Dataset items
━━━

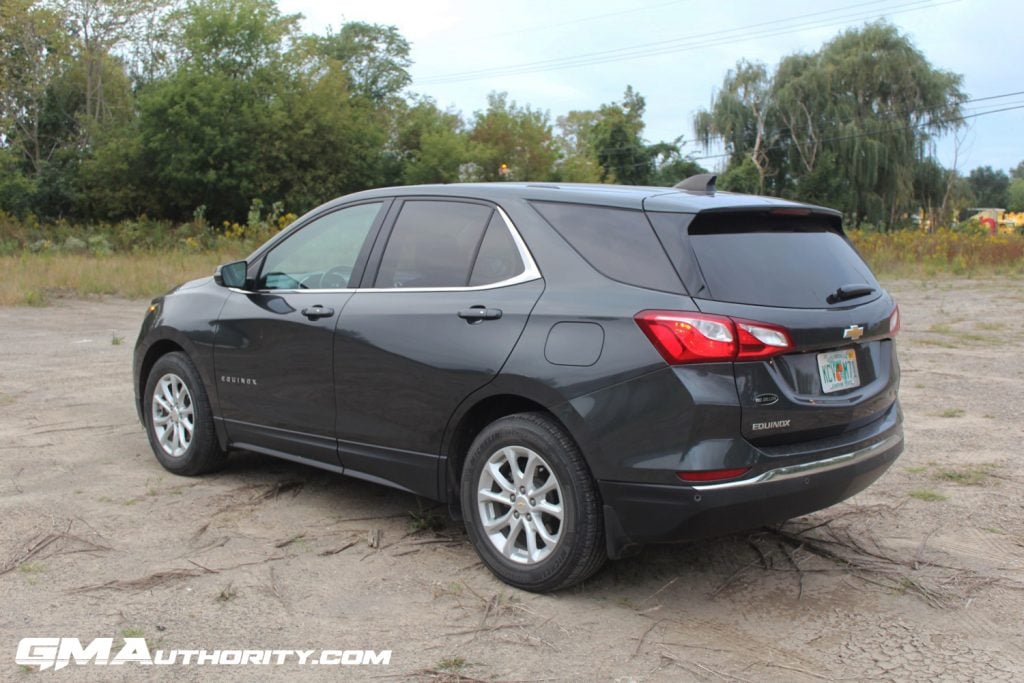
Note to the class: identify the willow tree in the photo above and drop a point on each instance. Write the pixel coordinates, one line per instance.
(741, 117)
(847, 125)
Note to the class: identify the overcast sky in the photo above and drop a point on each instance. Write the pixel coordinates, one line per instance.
(675, 53)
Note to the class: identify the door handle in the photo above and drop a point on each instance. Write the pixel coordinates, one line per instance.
(479, 313)
(316, 312)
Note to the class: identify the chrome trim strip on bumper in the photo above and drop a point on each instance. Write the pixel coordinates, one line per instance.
(804, 469)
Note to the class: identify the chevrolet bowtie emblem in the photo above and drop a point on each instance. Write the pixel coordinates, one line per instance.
(853, 332)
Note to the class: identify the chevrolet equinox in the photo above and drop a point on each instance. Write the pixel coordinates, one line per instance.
(574, 370)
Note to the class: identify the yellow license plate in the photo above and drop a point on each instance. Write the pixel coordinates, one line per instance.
(839, 370)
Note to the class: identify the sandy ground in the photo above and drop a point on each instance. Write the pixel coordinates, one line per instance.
(922, 577)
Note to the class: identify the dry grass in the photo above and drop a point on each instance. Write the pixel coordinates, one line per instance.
(37, 279)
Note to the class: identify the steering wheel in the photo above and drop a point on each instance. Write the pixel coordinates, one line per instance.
(336, 278)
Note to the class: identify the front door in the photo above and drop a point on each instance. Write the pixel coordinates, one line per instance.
(273, 354)
(453, 290)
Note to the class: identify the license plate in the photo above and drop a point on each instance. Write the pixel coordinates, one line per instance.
(838, 370)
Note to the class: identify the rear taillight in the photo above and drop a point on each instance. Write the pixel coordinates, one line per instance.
(683, 337)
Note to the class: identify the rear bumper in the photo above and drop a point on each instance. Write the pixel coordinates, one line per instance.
(640, 513)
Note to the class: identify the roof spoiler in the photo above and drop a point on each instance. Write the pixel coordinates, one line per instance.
(702, 182)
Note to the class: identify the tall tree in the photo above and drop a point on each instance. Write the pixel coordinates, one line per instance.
(617, 137)
(846, 125)
(99, 27)
(33, 58)
(513, 142)
(989, 186)
(375, 56)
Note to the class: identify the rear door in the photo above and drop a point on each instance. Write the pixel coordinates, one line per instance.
(794, 268)
(452, 288)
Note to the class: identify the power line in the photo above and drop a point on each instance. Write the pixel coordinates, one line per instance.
(850, 136)
(599, 53)
(695, 41)
(837, 138)
(583, 19)
(784, 129)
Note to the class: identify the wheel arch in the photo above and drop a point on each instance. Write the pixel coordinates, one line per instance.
(156, 351)
(475, 414)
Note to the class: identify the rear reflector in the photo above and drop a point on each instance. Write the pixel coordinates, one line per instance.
(713, 475)
(685, 337)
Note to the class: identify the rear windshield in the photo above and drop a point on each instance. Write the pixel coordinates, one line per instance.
(792, 261)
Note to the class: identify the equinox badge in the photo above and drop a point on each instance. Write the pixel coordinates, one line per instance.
(853, 332)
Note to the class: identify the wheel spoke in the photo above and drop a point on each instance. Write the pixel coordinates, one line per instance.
(549, 540)
(514, 529)
(531, 553)
(498, 522)
(512, 458)
(549, 484)
(496, 473)
(550, 509)
(516, 482)
(495, 497)
(173, 415)
(532, 462)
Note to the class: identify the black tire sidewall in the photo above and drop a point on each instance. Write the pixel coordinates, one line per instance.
(553, 570)
(203, 452)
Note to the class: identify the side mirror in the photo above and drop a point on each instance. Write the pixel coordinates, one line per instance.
(231, 274)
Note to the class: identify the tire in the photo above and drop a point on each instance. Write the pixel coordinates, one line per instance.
(178, 420)
(518, 534)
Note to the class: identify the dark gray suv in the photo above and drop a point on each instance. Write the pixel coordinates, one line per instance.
(576, 370)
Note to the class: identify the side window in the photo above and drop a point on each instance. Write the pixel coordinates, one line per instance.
(617, 243)
(499, 258)
(323, 254)
(433, 244)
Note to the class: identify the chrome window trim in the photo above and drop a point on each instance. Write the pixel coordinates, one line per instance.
(805, 469)
(529, 272)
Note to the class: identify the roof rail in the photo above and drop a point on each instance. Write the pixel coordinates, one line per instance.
(701, 182)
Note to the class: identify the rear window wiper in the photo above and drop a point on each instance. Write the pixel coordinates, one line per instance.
(847, 292)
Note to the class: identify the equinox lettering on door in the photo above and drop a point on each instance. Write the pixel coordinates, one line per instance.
(774, 424)
(239, 380)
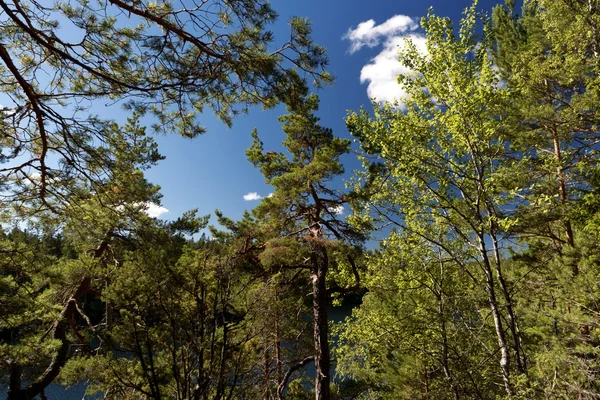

━━━

_PROBLEM TO SOLVE_:
Return every line of the items above that contains the string "license", matching case exactly.

_RESULT OF THIS EXERCISE_:
Note to the class: identify the yellow license plate in the photo above and drop a point on each instance. Write the pixel coordinates, one line per instance.
Note to the class: identify the license plate in the photo above and drop a point on each instance. Write the pixel coordinates, one line per instance.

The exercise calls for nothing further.